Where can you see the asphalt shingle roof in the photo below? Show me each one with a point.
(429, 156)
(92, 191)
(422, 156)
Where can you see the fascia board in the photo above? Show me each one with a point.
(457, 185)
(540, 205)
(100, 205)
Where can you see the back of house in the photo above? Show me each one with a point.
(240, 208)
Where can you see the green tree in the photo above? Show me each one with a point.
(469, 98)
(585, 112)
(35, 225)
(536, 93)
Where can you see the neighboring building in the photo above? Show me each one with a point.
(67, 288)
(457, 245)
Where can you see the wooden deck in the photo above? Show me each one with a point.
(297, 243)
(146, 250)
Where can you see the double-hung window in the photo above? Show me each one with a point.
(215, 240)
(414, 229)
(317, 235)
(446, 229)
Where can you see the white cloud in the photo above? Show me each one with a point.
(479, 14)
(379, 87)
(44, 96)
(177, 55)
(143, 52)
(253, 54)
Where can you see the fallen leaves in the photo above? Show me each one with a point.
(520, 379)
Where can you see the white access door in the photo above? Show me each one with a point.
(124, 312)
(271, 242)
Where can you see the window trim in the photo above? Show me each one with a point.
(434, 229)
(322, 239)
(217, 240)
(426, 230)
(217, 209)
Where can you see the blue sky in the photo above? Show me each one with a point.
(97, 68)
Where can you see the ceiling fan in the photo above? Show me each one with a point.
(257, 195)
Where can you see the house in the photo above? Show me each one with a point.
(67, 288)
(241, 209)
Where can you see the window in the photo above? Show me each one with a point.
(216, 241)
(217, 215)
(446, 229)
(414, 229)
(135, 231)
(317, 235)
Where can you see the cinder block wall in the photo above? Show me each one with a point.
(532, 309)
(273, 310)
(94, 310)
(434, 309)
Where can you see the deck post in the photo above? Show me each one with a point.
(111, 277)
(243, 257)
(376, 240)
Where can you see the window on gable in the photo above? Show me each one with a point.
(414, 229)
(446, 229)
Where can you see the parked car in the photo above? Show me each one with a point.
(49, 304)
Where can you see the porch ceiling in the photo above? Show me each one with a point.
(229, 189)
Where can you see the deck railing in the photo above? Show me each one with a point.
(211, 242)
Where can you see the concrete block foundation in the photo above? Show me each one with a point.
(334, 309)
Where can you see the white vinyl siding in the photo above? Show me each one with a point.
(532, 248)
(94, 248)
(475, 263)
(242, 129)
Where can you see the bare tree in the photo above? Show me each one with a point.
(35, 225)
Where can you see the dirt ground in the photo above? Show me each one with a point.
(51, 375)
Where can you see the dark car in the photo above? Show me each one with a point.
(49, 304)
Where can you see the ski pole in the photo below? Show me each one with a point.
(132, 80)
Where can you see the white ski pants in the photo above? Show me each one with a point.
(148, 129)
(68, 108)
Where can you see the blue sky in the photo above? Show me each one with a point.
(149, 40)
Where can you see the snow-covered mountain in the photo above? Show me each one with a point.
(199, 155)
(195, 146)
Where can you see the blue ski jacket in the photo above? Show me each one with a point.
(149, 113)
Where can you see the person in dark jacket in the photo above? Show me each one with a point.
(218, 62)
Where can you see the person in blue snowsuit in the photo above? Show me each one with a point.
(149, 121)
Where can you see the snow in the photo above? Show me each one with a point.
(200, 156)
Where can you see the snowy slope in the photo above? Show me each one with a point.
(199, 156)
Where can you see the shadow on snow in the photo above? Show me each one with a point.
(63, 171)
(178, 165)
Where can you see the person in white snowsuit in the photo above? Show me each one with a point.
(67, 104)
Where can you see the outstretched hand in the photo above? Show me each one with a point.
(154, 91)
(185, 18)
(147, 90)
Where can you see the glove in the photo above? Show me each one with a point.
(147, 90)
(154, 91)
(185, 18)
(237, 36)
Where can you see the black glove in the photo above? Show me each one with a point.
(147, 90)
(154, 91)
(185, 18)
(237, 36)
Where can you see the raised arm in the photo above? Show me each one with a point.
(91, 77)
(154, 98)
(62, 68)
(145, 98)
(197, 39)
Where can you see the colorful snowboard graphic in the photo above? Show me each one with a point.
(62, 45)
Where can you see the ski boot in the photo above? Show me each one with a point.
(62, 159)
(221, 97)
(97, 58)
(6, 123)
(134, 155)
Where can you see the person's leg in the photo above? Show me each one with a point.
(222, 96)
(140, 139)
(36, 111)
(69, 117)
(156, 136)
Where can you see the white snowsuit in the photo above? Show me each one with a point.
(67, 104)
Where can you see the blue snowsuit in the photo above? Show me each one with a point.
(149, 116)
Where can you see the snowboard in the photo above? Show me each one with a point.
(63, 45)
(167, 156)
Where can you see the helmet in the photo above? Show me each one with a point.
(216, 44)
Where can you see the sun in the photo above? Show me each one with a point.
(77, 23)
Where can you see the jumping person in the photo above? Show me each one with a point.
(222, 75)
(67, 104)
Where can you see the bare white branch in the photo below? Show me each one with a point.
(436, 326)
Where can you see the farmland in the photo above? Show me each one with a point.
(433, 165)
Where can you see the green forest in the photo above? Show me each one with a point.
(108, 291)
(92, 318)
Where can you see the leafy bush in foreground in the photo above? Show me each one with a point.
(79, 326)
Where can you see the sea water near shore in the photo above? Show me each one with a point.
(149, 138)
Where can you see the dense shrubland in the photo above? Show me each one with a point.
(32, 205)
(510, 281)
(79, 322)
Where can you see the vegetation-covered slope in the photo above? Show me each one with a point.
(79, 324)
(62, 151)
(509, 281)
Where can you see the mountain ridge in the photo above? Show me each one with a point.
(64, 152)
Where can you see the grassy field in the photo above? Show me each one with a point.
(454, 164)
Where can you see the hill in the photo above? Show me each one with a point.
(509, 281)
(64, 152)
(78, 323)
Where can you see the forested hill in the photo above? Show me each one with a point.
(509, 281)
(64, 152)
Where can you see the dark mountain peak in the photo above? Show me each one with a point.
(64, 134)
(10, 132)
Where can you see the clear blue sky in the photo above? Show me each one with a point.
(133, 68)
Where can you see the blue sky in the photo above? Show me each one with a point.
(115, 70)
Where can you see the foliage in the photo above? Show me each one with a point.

(Directive) The records above need to be transcribed in full. Keep every character unchanged.

(Solution to the exercise)
Where can you see the asphalt shingle roof in the photo below? Show me each one with a point.
(429, 156)
(92, 191)
(422, 156)
Where can you see the fascia board in the photo above? Show me each one with a point.
(457, 185)
(540, 205)
(100, 205)
Where can you see the back of house in the photo above? Show me each one with a point.
(240, 208)
Where can you see the green tree in the photo above? Show me each one with a point.
(469, 98)
(585, 112)
(35, 225)
(536, 93)
Where can you see the neighboring building in the photo above? Show me each one with a point.
(67, 288)
(457, 245)
Where can you see the wooden deck in the photo above? Show me each one with a point.
(297, 243)
(146, 250)
Where can you see the double-hung window in the photo above? Show me each one with a point.
(215, 240)
(414, 229)
(317, 235)
(446, 229)
Where can you see the white cloud in the photo above? Show me each one with a point.
(479, 14)
(379, 87)
(44, 96)
(177, 55)
(143, 52)
(253, 54)
Where can you see the fallen leaves in the photo above? Show me each one with a point.
(520, 379)
Where can you see the white access door in the photo above? Show me each one with a point.
(124, 312)
(271, 242)
Where can you see the window trim in the photo above? Show me each one with a point.
(434, 229)
(322, 239)
(217, 240)
(426, 230)
(217, 209)
Where can you see the blue sky in the photo above? Show me each one with a point.
(97, 68)
Where can you see the ceiling fan in the photo above? Show me each one with a point.
(257, 195)
Where can you see the house in the photo above? Show me each one with a point.
(67, 288)
(241, 209)
Where can you see the window in the photo above? Show me each one with a point.
(216, 241)
(217, 215)
(446, 229)
(414, 229)
(135, 231)
(317, 235)
Where can you see the cinder block wall in the photo above? Show me each one with a point.
(532, 309)
(273, 310)
(94, 310)
(434, 309)
Where can you see the deck post in the photo above? Show me each one with a point.
(111, 277)
(243, 257)
(376, 240)
Where can you see the window on gable in the photo above? Show me each one with a point.
(414, 229)
(446, 229)
Where can you see the parked car in the photo above? Show me each one with a point.
(49, 304)
Where can you see the porch ceiling in the photo above? Show me each one with a point.
(229, 189)
Where can you see the deck railing in the photo above? Show me each one with a point.
(211, 242)
Where can you see the concrete block foundation in the photo above? Show me each one with a point.
(334, 309)
Where can you see the white vinyl siding in the photo above? Show me each one with a point.
(532, 248)
(94, 248)
(475, 263)
(242, 129)
Where can you see the bare tree in the photo above? Show me each one with a point.
(35, 225)
Where can you see the dirt ground in the photo above? Show me each one with a point.
(51, 375)
Where can you see the dark car in the photo above? Show me each one with a point.
(49, 304)
Where can you see the ski pole in the photo below? Show me each one with a point.
(132, 80)
Where can you see the white ski pants in the photo above? Show me each one with a point.
(148, 129)
(68, 108)
Where can you see the blue sky in the photo above? Show me each one with a point.
(149, 40)
Where can you see the snow-covered mountain in the photo above? Show me each one with a point.
(199, 155)
(195, 146)
Where can you see the blue ski jacket in the photo above? Show me each one with a point.
(149, 113)
Where can you see the person in dark jacket in the photo above? Show me each one with a point.
(218, 62)
Where can you see the person in blue snowsuit in the photo above? Show me each one with a point.
(149, 121)
Where can you see the snow in the photo above? Show me each one with a point.
(200, 156)
Where can you see the snowy slope in the photo above? Show me each one with a point.
(199, 156)
Where can you see the shadow on snow in the photo above? Show me each one with a point.
(63, 171)
(178, 165)
Where can you see the person in white snowsuit in the photo above? Show me each one with a point.
(67, 104)
Where can you see the outstretched hand in the photo above? Show me each one with a point.
(154, 91)
(185, 18)
(147, 90)
Where can you see the glove in the photo above? Show me each one with a point.
(147, 90)
(154, 91)
(185, 18)
(237, 36)
Where can you see the black glove in the photo above? Show me each one with a point.
(147, 90)
(154, 91)
(185, 18)
(237, 36)
Where can you see the raised arm in the photo above? Show me each one with a point.
(91, 77)
(154, 98)
(62, 68)
(145, 98)
(197, 39)
Where can you see the colorful snowboard graphic in the photo above? Show me each one with a point.
(62, 45)
Where can you see the ski boot in the photo above? Show me each one with a point.
(62, 159)
(221, 97)
(97, 58)
(6, 123)
(134, 155)
Where can you see the person's leg in the photo above? Show me each one with a point.
(222, 96)
(140, 139)
(36, 111)
(69, 117)
(156, 136)
Where can you see the white snowsuit in the photo above? Show me each one with a point.
(67, 104)
Where can you see the blue snowsuit in the photo above? Show me each one with a point.
(149, 116)
Where can you see the snowboard in the photo above? Show me each one with a point.
(63, 45)
(167, 156)
Where can you see the helmet in the photo above? Show me each one with a point.
(216, 44)
Where can you see the sun in the photo above? Show me each one with a point.
(77, 23)
Where can you see the jumping person in the photo above? Show me each one with a point.
(222, 75)
(67, 104)
Where can you see the bare white branch in the photo below? Show me each one with a point.
(436, 326)
Where can you see the farmland in the photo above? Show me each one with a point.
(433, 165)
Where can you see the green forest in the photo above? Show me each one with a point.
(108, 291)
(92, 318)
Where can you see the leafy bush in foreground in the photo above? Show me each one with a point.
(79, 326)
Where can you see the sea water near shore in the photo above? Show me each one with a point.
(149, 138)
Where can you see the dense shrubland in the photo above? Show me each one with a point.
(32, 205)
(510, 281)
(79, 322)
Where can you see the vegetation-covered slope in the photo above? Show me each one with a point.
(79, 324)
(62, 151)
(509, 281)
Where can you see the mountain ridge in the photo above? Show me each one with a point.
(64, 152)
Where can you see the grassy field in the photo above? Show me each one with a point.
(454, 164)
Where can you see the hill in the photo above? Show me each one with a point.
(509, 281)
(64, 152)
(78, 323)
Where can you see the forested hill in the photo above? Show me each one with a point.
(509, 281)
(64, 152)
Where can you see the dark mountain peak in the photo above? Show me each one with a point.
(64, 134)
(10, 132)
Where can you see the clear blue sky in the photo above? Show me each one with a point.
(133, 68)
Where can you see the blue sky in the photo above? Show me each one with a point.
(115, 70)
Where can you see the foliage in the photo above? Show me each one with a point.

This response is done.